Task brief: Leave the pictures out and quote only the lines from the one with "Target: dark suit jacket" down to the end of the listing below.

(Point annotations for photos)
==*==
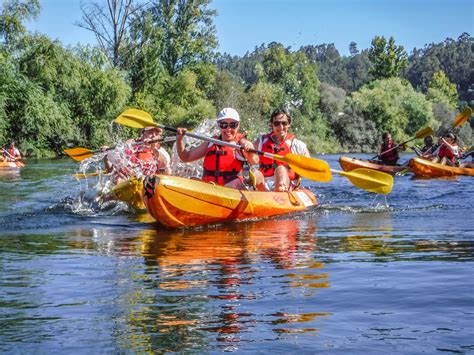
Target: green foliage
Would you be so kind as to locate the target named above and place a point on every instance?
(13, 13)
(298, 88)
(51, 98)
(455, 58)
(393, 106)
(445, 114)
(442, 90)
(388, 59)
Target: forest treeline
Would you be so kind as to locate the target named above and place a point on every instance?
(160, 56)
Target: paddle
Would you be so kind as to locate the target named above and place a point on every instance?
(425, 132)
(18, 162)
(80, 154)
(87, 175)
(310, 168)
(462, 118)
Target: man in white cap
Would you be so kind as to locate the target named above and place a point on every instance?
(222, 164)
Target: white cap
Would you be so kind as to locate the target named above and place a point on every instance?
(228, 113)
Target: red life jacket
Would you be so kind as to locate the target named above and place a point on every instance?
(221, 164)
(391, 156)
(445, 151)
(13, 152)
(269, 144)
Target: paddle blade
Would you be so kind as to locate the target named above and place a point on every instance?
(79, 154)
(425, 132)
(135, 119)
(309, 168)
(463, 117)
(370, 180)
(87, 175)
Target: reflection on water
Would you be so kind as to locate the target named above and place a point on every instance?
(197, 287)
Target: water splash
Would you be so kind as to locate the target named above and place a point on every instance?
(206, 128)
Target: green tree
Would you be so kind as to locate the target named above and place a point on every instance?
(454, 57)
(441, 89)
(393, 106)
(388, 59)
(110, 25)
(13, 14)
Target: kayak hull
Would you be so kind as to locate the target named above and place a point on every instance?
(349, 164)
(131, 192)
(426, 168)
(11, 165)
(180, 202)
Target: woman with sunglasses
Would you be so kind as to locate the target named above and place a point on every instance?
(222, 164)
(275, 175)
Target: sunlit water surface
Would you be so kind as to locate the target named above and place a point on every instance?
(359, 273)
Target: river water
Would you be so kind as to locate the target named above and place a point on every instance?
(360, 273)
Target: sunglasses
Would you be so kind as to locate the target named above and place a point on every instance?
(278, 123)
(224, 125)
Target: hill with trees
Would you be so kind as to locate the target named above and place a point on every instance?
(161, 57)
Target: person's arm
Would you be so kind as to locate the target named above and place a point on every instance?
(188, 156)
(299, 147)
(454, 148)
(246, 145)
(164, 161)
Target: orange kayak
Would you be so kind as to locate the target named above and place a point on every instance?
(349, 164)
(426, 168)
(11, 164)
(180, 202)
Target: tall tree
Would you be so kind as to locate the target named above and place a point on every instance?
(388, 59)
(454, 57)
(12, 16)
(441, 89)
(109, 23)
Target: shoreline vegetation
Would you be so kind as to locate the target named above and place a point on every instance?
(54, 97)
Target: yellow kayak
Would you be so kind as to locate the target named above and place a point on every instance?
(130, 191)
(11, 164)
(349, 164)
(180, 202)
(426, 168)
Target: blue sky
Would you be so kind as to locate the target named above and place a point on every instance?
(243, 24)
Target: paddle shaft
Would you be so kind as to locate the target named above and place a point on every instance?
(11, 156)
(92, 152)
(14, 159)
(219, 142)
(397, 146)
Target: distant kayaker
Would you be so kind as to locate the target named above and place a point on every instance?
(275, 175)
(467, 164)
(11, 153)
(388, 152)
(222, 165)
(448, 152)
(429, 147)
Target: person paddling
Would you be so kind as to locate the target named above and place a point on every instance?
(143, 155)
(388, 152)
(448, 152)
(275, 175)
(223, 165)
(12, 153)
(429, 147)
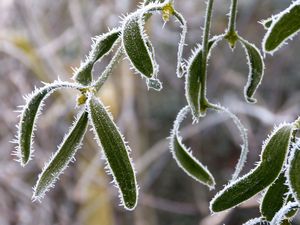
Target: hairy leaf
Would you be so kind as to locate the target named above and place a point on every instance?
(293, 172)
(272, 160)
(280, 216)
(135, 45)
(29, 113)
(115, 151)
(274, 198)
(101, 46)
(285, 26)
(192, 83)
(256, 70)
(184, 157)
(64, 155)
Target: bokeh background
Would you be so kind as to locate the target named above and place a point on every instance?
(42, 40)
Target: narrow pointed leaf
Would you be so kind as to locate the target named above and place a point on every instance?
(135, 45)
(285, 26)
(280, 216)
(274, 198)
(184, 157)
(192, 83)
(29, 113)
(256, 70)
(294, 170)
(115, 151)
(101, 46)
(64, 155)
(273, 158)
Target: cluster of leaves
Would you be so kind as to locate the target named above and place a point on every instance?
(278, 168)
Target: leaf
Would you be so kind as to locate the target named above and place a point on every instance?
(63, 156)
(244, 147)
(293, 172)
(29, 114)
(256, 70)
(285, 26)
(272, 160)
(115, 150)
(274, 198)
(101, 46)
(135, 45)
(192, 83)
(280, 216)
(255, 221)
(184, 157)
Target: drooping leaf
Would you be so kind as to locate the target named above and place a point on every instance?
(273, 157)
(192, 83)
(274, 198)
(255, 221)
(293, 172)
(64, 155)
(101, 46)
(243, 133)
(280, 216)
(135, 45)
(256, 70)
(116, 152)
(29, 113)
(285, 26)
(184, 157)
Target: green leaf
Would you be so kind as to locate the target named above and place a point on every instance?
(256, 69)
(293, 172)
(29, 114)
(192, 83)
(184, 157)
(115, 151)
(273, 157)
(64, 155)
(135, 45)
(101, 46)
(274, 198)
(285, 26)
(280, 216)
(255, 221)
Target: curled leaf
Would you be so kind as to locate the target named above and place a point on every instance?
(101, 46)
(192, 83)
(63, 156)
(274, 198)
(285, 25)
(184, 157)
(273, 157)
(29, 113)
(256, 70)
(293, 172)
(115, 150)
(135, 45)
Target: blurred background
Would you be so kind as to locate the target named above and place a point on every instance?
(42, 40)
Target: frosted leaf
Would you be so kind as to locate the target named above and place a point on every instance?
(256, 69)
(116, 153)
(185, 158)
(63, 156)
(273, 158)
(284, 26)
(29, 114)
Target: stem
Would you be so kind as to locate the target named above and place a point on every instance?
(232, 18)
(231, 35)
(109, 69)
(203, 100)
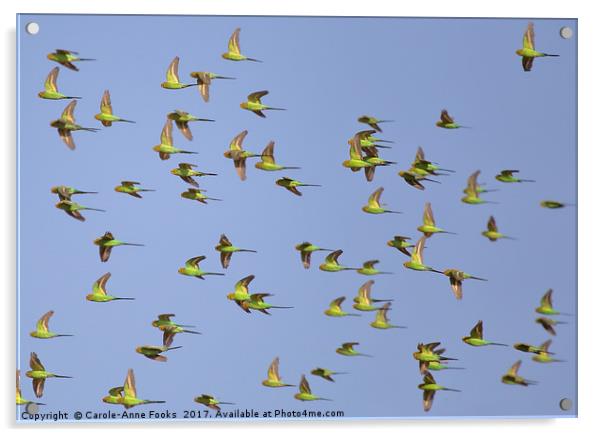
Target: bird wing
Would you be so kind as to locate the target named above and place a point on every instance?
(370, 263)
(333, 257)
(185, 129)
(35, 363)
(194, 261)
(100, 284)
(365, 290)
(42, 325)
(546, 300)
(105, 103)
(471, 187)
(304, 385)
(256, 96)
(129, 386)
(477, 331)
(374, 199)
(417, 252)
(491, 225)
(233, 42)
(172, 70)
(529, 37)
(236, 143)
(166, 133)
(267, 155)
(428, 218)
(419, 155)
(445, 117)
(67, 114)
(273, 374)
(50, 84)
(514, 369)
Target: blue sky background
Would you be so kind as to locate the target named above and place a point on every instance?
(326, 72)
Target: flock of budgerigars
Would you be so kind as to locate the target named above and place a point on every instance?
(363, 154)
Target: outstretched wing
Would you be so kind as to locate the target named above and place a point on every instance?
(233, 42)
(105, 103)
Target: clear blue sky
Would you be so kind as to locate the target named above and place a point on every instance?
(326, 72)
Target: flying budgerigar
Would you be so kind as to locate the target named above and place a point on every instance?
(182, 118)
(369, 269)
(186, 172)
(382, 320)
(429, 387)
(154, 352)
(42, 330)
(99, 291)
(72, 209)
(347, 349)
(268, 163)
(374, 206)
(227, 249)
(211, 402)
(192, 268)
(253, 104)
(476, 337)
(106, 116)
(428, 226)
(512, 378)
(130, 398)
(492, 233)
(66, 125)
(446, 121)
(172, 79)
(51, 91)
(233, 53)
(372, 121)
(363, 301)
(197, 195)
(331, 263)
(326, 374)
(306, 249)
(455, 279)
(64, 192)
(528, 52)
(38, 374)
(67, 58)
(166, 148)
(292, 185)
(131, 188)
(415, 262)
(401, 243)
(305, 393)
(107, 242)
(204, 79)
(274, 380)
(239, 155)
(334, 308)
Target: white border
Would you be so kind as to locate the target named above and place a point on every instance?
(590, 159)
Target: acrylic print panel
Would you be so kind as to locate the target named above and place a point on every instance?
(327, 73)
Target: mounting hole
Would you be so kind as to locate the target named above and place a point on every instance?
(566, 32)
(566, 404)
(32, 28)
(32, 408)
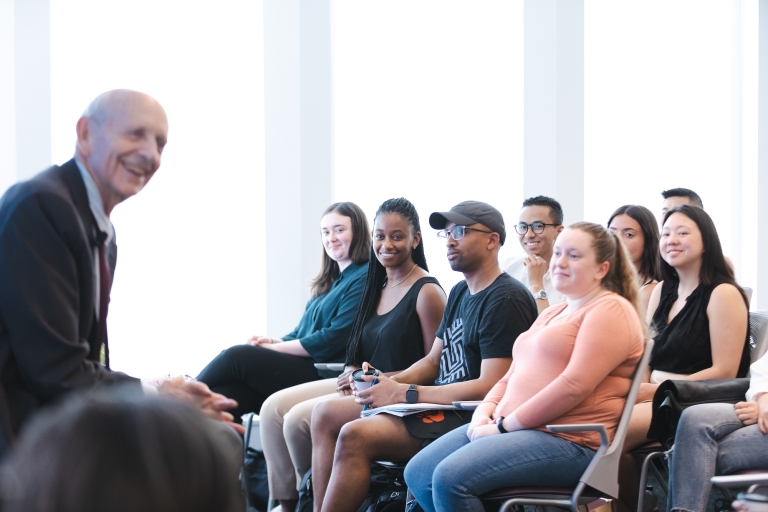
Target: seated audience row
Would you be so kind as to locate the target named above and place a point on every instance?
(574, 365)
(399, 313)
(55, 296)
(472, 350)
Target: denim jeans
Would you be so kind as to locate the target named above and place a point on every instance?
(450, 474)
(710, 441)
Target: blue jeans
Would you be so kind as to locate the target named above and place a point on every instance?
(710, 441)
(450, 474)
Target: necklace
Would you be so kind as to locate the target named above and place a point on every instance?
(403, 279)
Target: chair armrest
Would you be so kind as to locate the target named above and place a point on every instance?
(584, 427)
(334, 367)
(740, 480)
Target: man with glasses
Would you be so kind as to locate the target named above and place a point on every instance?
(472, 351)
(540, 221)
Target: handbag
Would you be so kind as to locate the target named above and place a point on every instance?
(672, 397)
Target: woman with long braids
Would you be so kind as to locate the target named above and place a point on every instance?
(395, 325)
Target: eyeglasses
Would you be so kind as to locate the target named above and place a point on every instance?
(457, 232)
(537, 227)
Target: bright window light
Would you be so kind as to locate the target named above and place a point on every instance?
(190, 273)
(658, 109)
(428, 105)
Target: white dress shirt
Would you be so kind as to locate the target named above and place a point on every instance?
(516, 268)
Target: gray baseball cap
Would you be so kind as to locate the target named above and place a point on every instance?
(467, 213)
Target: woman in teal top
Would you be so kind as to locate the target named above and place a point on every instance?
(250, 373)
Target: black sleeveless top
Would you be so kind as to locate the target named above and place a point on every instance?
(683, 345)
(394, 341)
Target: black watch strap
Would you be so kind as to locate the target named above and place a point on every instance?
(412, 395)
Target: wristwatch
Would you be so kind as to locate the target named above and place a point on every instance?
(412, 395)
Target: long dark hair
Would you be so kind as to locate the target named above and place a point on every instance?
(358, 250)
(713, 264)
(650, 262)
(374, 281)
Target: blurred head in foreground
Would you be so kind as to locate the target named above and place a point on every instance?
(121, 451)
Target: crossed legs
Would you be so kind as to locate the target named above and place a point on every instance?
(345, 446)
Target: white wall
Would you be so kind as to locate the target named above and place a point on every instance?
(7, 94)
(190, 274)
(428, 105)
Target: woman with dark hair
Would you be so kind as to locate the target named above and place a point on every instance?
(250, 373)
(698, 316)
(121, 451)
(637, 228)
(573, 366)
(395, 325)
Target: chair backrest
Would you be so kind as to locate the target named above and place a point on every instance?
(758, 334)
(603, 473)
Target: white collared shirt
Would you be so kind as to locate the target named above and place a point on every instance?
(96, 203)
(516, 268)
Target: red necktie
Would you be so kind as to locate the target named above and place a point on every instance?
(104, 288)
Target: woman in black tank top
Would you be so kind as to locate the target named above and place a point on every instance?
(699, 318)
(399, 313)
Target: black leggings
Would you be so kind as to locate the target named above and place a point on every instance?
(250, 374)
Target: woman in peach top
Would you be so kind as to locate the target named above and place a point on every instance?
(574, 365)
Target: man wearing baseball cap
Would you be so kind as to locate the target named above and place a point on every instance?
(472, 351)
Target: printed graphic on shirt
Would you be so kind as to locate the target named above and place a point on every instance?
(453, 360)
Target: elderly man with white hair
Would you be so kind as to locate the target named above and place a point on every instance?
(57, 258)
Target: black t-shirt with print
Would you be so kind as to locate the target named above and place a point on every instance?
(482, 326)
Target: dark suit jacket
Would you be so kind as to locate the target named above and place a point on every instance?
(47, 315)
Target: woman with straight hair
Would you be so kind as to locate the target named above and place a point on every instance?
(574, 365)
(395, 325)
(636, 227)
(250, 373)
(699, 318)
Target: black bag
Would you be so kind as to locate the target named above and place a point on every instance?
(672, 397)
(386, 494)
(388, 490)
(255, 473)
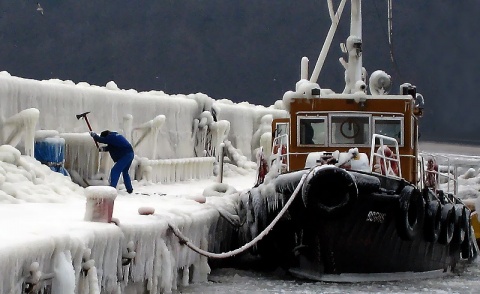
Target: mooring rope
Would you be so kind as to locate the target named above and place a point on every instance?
==*==
Correct answer:
Target: dark suit jacket
Would you be so kind as to locate the target named above and place a point on every instance?
(47, 315)
Target: woman with straight hair
Would you be so kind as to locate the target named above and place a point on every instance?
(574, 365)
(395, 325)
(636, 227)
(250, 373)
(699, 318)
Target: black bag
Would you be so kind as to locate the target named above and place a point on every instance?
(672, 397)
(386, 494)
(388, 490)
(255, 473)
Target: mooring rope
Would you be so kind as to locate the target named above and place a point on every instance?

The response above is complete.